Y, como en la propia vida, además de secretos, otras verdades y familia, en esta novela también podemos encontrar amor. Amor del real, amor del esperado, amor del nunca alcanzado, amor del no olvidado y, por supuesto, aquello que llamamos amor pero solo es confusión. La protagonista, Blanca, es el eje central de muchos de ellos. Así nos lo muestra la autora en el siguiente texto: «En la vuelta a casa, Blanca se debatía entre sentimientos encontrados. […] Tenía que reconocer que había deseado ese beso tanto como él.

“Todos necesitamos a alguien que nos quiera”, pensó, y miró hacia el hombre, que conducía una sonrisa enorme en sus labios carnosos». Por cierto, no puedo estar más de acuerdo con ella, todos necesitamos a alguien que nos quiera. Ojo, que erróneamente a veces confundimos con una pareja… Amor completado con escenas mucho más íntimas, y que en muchas ocasiones no serían entendidas unas sin las otras. Escenas como la siguiente, que podemos encontrar un poco más adelante: «Él también lo intuye, y, con calma y silencio, me conduce hasta el dormitorio. Sus ojos aceitunados brillan y no aparta su mirada de la mía. Lo siento tan cerca que mi pasión sube unos grados más en la escala del deseo. Nos acariciamos la cara, los cuellos, las manos… Nos besamos con ansia, él mete sus manos por debajo de mi jersey y me pego más a su cuerpo».

En el libro iremos acompañando a Blanca en su lucha por descubrir un pasado que afirme su presente y despeje su futuro. Sentiremos miedo con ella, sentiremos dudas a su lado, igual que sentiremos desprecio y amor incondicional a través de sus palabras. Blanca es, sin duda, cada uno de nosotros. Papá, la autora ha sabido mostrarnos estos instantes en distintas situaciones, con una descripción efectiva del momento. Como ejemplo, aquí tienes una muestra: «Dijo poniéndose en pie, mientras arrojaba al suelo el envoltorio de una magdalena. Después de darle un bocado, miró a Blanca de forma desafiante, metió la mano en el bolsillo derecho del pantalón y tiró un billete arrugado de cinco euros sobre la mesa; luego, salió con paso firme de la cafetería dejando la silla sin colocar».

◆ ◆ ◆ ◆

▶ _Tareas a realizar_
[1] Responde a estas preguntas sobre la reseña:
(a) ¿Cómo se llama la protagonista de la novela?
(b) ¿Cómo son los ojos de él en la escena que comienza con «Él también lo intuye»?
(c) ¿Qué cantidad tiene el billete arrugado que se tira sobre la mesa?
[2] Repite la parte de la reseña que empieza con «Y, como en la» y sigue hasta «tanto como él.», sin cambiar nada.
Los registros que vienen a continuación son material aparte y no guardan relación con la reseña.

▶ _Datos proporcionados_

◆ ◆ ◆ ◆

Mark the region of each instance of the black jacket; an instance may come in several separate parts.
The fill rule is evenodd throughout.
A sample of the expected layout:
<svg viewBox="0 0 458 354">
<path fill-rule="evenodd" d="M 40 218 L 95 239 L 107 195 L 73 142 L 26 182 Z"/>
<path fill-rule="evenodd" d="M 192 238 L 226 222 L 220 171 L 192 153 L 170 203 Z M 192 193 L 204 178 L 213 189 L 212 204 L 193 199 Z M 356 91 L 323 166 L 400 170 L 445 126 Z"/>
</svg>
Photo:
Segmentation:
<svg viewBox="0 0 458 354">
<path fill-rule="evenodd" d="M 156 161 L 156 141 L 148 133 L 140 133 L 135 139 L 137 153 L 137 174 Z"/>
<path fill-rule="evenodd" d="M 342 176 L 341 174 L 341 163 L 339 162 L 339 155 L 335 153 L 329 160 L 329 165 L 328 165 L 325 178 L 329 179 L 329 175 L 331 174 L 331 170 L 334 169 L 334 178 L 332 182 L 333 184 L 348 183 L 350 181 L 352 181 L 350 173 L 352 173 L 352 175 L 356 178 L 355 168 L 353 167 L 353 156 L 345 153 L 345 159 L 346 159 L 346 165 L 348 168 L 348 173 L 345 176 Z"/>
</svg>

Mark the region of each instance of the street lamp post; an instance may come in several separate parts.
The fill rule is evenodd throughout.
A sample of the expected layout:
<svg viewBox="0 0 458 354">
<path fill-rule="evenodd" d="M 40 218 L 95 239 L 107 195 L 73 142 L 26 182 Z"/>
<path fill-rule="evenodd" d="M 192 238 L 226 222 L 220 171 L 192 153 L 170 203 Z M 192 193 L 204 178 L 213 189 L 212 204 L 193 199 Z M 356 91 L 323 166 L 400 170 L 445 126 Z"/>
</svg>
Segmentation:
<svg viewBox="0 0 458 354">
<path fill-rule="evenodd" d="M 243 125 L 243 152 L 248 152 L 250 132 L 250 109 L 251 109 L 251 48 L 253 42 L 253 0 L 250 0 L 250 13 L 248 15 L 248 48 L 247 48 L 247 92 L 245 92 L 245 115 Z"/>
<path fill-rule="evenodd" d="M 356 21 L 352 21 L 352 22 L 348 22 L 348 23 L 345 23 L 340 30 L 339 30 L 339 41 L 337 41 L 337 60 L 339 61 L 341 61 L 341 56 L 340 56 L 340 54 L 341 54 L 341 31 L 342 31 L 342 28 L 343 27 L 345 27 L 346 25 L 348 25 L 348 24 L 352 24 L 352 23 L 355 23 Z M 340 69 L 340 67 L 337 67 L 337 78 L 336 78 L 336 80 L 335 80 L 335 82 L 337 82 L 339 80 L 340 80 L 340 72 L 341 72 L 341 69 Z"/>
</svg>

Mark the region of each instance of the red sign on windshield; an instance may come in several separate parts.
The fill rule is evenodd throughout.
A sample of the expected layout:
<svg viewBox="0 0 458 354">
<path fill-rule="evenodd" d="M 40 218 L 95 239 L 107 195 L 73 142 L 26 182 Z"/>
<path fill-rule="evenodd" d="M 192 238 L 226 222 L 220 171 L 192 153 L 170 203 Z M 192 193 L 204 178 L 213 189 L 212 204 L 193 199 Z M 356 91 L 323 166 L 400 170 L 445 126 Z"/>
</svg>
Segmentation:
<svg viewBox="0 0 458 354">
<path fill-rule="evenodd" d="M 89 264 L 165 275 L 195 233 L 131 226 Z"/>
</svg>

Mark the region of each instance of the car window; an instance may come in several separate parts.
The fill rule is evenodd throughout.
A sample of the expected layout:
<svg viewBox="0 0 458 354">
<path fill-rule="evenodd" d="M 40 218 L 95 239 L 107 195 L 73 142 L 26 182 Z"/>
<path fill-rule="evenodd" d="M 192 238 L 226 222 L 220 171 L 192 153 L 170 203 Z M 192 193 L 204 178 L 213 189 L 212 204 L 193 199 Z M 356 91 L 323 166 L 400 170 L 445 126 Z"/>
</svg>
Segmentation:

◆ ◆ ◆ ◆

▶ _Respuestas dadas_
[1]
(a) Blanca.
(b) Aceitunados.
(c) Cinco euros.

[2]
Y, como en la propia vida, además de secretos, otras verdades y familia, en esta novela también podemos encontrar amor. Amor del real, amor del esperado, amor del nunca alcanzado, amor del no olvidado y, por supuesto, aquello que llamamos amor pero solo es confusión. La protagonista, Blanca, es el eje central de muchos de ellos. Así nos lo muestra la autora en el siguiente texto: «En la vuelta a casa, Blanca se debatía entre sentimientos encontrados. […] Tenía que reconocer que había deseado ese beso tanto como él.